• [Things to do]:
#1 From the article on the Ninth Circuit website-access ruling, quote word for word the passage beginning at the words "The U.S. Court" and ending after "visit the page.".
#2 Extend the article on the Ninth Circuit website-access ruling, picking up after its final sentence.

• [Text passage]:
- - - - - - -

Tech

It’s Now A Federal Crime To Visit Someone’s Website If They Tell You Not To

REUTERS/Stephen Lam/File Photo

Daily Caller News Foundation logo
Kevin Daley Supreme Court correspondent
Font Size:

The U.S. Court of Appeals for the Ninth Circuit ruled Tuesday it is a federal crime to access a website knowing the site’s proprietor has asked you not to visit the page.

Steven Vachani is the CEO of a startup called Power Ventures, which administers a networking platform called Power.com, a service which allows user to combine all of their social media contacts. Users authorized Power.com to access their Facebook accounts, collect data, and message other users. Facebook does allow third parties to access content by enrolling in the site’s Facebook Connect program, but Power never registered with the system and conducted activities beyond the program’s scope. On discovering the activity, Facebook sent a cease-and-desist letter to Power, and blocked its IP address. Power simply created a new IP and continued.

Facebook brought a claim against Power in 2008, alleging a violation of the Computer Fraud and Abuse Act (CFAA). The CFAA makes intentionally accessing a computer without authorization a crime. The Ninth Circuit found in Facebook v. Vachani that, after receiving the cease-and-desist letter from Facebook and proceeding with normal operations anyway, Power broke federal law.

- - - - - - -

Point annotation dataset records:
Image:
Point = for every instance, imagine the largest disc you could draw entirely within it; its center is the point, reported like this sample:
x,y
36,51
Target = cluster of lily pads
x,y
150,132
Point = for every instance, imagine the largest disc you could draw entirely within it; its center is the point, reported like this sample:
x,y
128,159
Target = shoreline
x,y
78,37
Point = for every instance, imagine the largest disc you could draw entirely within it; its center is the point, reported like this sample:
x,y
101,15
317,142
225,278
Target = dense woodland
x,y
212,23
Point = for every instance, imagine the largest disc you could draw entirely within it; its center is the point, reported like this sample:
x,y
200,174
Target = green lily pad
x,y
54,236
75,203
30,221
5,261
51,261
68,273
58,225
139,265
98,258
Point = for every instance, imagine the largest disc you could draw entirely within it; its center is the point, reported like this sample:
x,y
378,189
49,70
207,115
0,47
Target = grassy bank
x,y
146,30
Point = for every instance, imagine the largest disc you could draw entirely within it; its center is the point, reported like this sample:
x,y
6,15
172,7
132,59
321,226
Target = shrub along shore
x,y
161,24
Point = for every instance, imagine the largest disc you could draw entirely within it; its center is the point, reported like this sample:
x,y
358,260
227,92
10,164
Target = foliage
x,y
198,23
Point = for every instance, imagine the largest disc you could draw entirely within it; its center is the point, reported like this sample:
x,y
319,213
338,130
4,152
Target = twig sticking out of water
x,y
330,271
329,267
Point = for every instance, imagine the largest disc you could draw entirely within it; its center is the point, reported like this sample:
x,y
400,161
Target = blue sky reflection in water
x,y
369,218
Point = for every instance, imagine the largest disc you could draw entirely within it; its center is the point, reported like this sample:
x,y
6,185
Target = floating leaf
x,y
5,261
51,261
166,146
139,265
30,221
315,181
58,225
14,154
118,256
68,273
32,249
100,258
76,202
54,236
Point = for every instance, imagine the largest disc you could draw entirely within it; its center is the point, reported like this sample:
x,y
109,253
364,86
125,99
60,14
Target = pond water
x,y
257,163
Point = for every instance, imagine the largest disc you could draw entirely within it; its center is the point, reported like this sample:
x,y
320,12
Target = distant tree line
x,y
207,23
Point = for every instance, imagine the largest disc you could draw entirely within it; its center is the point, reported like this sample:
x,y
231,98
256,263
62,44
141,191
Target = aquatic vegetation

- - - - - - -

• [Answers for the exercise]:
#1
The U.S. Court of Appeals for the Ninth Circuit ruled Tuesday it is a federal crime to access a website knowing the site’s proprietor has asked you not to visit the page.

#2
“The record shows unequivocally that Power knew that it no longer had authorization to access Facebook’s computers, but continued to do so anyway,” the ruling read. “In requests for admission propounded during the course of this litigation, Power admitted that, after receiving notice that its use of or access to Facebook was forbidden by Facebook, it ‘took, copied, or made use of data from the Facebook website without Facebook’s permission to do so.’”

The court further explained its rationale through a real world analogy. Supposing an individual arrives at a bank to access a friend’s safety deposit box (with the friend’s authorization) carrying a gun. The bank would be well within its rights to refuse the individual entry. In order to access the safety deposit box, the individual would need the consent of the box owner (the Facebook user) and the bank (Facebook.)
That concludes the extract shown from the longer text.